%%

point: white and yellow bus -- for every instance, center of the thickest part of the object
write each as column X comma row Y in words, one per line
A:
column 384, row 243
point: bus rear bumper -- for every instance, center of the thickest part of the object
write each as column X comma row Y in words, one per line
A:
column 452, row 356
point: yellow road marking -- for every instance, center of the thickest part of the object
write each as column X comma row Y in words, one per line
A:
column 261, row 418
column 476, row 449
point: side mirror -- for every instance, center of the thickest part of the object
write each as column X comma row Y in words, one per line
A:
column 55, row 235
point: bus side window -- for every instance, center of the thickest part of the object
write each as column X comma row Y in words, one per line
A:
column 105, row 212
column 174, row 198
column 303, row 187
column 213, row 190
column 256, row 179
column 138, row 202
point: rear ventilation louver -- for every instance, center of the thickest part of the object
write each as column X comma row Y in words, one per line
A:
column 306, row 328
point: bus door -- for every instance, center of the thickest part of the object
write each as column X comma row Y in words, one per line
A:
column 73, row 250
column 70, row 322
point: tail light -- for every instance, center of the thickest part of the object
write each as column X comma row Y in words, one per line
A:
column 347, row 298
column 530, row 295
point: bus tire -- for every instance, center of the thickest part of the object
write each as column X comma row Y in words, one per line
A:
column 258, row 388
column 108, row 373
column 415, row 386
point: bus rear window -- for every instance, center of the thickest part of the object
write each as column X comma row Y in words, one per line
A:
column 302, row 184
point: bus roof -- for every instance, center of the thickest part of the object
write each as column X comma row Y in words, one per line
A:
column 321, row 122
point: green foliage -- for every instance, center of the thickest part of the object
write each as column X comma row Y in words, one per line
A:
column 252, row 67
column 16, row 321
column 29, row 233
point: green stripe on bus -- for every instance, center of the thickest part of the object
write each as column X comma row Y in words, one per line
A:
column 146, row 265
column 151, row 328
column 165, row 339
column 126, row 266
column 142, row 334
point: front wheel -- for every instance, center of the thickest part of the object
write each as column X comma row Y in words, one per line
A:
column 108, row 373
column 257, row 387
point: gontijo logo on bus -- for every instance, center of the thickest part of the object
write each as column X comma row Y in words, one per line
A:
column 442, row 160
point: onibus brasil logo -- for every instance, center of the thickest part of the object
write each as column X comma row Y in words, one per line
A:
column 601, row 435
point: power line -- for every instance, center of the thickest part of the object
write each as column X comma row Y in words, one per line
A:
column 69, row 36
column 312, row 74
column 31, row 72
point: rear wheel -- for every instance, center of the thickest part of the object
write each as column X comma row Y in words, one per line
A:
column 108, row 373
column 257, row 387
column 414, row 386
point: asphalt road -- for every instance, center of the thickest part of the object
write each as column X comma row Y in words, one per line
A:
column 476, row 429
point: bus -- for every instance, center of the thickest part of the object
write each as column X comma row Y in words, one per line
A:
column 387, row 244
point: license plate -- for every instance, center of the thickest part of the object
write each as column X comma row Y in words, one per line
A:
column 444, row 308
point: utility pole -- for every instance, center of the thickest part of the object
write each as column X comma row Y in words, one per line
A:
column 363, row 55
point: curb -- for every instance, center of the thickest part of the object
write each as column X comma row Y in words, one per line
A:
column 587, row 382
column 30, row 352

%%

• TASK BRIEF:
Every line above that holds the string "yellow" should be copied out.

• RESULT OF THE EXERCISE:
point: white and yellow bus -- for every instance, center of the thickest part of the object
point: yellow road marking -- for every instance, center of the thickest part of the object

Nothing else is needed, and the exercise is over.